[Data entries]
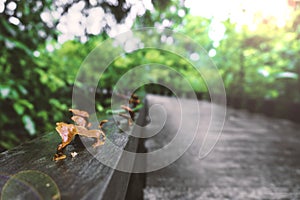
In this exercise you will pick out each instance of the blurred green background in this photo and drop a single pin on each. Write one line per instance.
(44, 42)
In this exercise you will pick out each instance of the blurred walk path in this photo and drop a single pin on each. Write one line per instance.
(256, 158)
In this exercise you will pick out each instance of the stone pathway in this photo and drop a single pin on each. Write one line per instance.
(256, 157)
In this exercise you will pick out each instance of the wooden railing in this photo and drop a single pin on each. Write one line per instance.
(81, 177)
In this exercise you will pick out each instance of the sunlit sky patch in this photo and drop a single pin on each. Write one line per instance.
(242, 12)
(245, 12)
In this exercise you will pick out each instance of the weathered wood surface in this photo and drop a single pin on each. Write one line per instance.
(257, 157)
(81, 177)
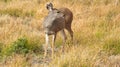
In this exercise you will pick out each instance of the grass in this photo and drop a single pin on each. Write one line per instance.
(96, 27)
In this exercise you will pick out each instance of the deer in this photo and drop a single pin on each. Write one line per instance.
(56, 21)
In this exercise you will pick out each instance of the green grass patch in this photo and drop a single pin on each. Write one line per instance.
(112, 46)
(17, 12)
(22, 46)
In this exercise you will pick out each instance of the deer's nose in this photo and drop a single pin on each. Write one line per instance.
(49, 32)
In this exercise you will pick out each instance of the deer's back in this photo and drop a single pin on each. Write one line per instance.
(68, 15)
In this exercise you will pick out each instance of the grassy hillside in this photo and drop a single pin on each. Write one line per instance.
(96, 27)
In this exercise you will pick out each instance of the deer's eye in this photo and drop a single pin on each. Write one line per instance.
(58, 11)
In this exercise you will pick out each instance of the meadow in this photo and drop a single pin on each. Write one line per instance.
(96, 26)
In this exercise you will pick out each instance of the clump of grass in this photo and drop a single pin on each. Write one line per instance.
(6, 1)
(17, 12)
(18, 47)
(21, 46)
(112, 46)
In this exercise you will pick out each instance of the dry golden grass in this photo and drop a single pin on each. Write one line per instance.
(96, 27)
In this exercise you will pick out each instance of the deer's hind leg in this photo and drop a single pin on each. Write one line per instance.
(68, 27)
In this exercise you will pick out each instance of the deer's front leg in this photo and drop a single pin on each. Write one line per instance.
(64, 39)
(53, 43)
(46, 44)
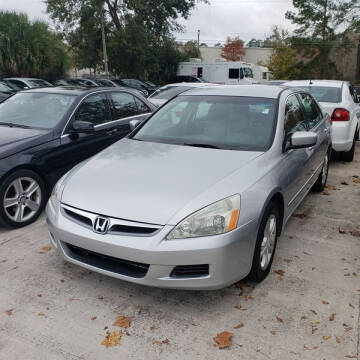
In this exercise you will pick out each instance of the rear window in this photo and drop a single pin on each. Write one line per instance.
(324, 93)
(169, 92)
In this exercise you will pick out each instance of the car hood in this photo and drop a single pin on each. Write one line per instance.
(14, 139)
(148, 182)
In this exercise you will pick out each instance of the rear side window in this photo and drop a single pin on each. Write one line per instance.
(294, 120)
(124, 105)
(234, 73)
(312, 112)
(94, 109)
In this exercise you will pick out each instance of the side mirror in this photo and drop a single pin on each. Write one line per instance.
(301, 140)
(134, 124)
(85, 127)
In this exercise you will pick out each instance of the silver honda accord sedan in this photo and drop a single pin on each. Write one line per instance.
(197, 195)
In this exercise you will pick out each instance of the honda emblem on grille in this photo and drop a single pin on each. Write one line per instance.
(101, 225)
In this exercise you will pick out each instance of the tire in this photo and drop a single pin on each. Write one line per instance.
(22, 198)
(262, 260)
(320, 183)
(348, 156)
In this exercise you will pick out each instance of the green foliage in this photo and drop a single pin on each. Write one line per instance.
(138, 32)
(30, 49)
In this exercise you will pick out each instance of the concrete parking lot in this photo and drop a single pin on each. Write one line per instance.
(308, 307)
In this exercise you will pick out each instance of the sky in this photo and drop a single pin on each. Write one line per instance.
(244, 18)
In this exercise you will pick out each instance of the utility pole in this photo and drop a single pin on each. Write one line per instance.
(104, 41)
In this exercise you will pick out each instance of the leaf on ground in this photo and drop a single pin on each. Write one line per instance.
(223, 339)
(122, 321)
(300, 216)
(239, 326)
(112, 339)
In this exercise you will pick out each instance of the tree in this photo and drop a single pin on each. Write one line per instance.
(233, 50)
(190, 50)
(30, 49)
(322, 24)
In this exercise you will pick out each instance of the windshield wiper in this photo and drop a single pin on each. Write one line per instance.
(209, 146)
(15, 125)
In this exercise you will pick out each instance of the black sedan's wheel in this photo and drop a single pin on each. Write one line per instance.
(22, 198)
(265, 243)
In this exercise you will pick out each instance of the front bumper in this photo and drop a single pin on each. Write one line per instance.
(229, 256)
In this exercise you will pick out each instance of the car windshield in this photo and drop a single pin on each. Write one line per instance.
(324, 93)
(38, 83)
(35, 110)
(169, 92)
(225, 122)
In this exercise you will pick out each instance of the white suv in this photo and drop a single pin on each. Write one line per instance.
(339, 99)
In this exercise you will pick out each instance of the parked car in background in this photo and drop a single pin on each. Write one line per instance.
(5, 91)
(45, 132)
(26, 83)
(339, 99)
(167, 92)
(197, 195)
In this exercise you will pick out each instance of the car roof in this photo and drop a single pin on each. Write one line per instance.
(327, 83)
(253, 90)
(75, 90)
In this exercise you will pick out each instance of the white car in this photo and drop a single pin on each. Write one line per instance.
(167, 92)
(339, 99)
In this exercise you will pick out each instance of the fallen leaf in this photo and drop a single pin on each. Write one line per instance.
(112, 339)
(223, 339)
(122, 321)
(239, 326)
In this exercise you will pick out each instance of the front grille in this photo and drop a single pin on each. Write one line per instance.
(190, 271)
(108, 263)
(80, 218)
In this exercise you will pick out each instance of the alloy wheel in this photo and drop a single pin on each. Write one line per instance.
(268, 242)
(22, 199)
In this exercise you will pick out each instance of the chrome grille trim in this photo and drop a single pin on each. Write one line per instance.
(149, 229)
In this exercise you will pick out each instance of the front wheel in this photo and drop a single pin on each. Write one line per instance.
(265, 243)
(320, 183)
(22, 198)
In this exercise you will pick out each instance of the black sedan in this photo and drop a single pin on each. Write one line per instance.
(45, 132)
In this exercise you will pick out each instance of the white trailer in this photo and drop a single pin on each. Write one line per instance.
(224, 72)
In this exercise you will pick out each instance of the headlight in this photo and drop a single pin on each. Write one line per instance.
(218, 218)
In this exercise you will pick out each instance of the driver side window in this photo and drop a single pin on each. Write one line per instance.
(294, 120)
(94, 109)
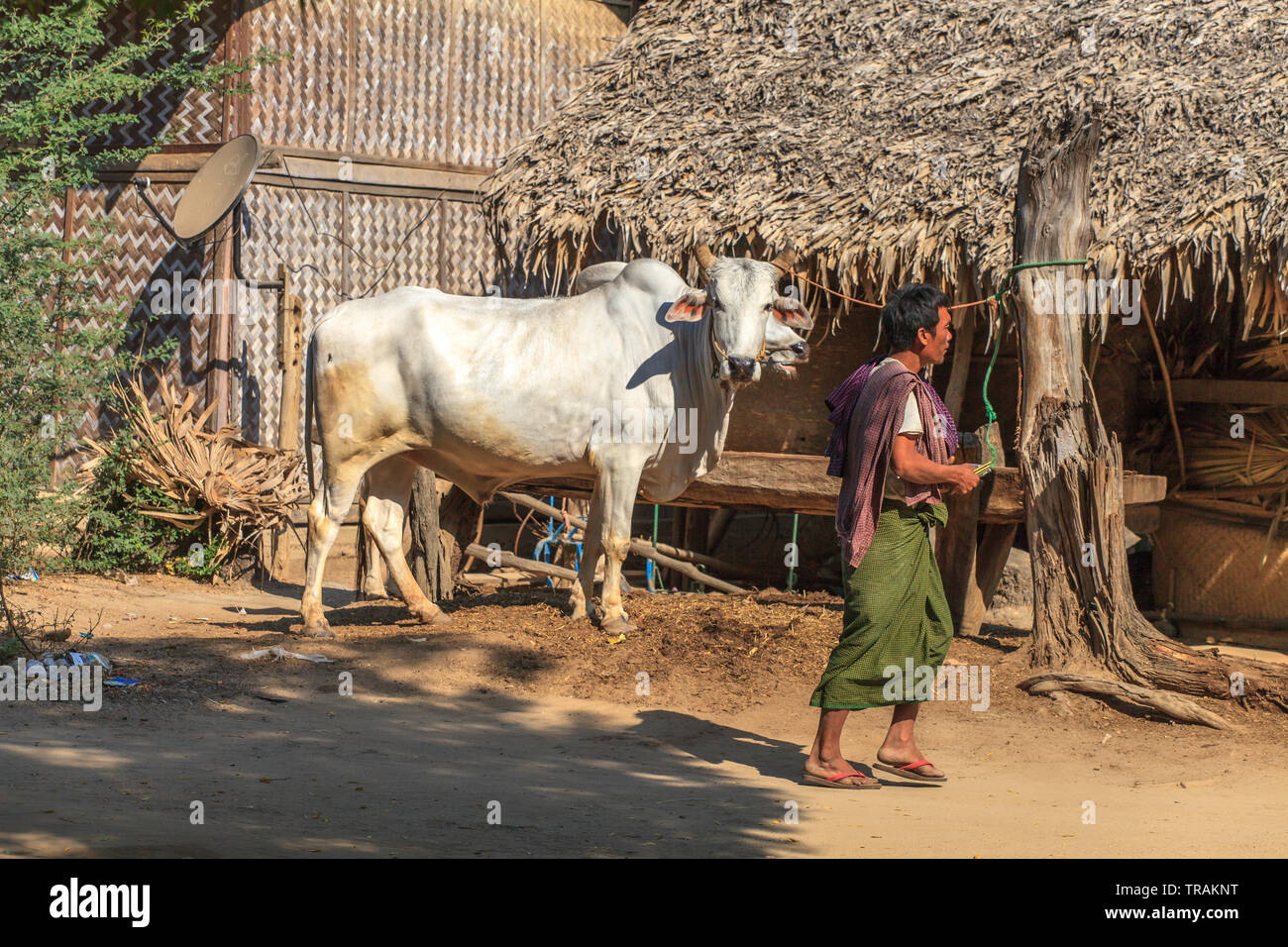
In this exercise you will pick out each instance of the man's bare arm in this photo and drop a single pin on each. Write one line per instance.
(913, 468)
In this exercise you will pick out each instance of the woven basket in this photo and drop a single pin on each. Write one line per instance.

• YOUR GOAL: Everything from the line with "the front wheel" through the final line of the records above should be written out exactly, minus the pictures.

• SOLUTION:
In this exercise you will pick out each instance of the front wheel in this photo and drop a single pin on each. Write one line per instance.
(265, 243)
(320, 183)
(22, 198)
In this exercise you will pick out each instance of the black sedan in this photo and drop a single pin on each. Write one line per instance.
(45, 132)
In this exercise you will pick out each instance of the white trailer in this photo and drop a single pin on each. Write one line per instance.
(224, 72)
In this exercise you will pick out each instance of the headlight in this photo and drop a single pin on each. Write one line per instance.
(218, 218)
In this exercise you will pick out each instance of the driver side window in this photo and drop a single pin on each. Write one line per instance.
(294, 120)
(94, 109)
In this exercise you will pick out each instance of the man's bare arm in this photo and drop a single pin on each. Write one line per instance.
(913, 468)
In this exercise you will pick out each instance of the woven basket in this photo and drop a single pin on each. Write one line per instance.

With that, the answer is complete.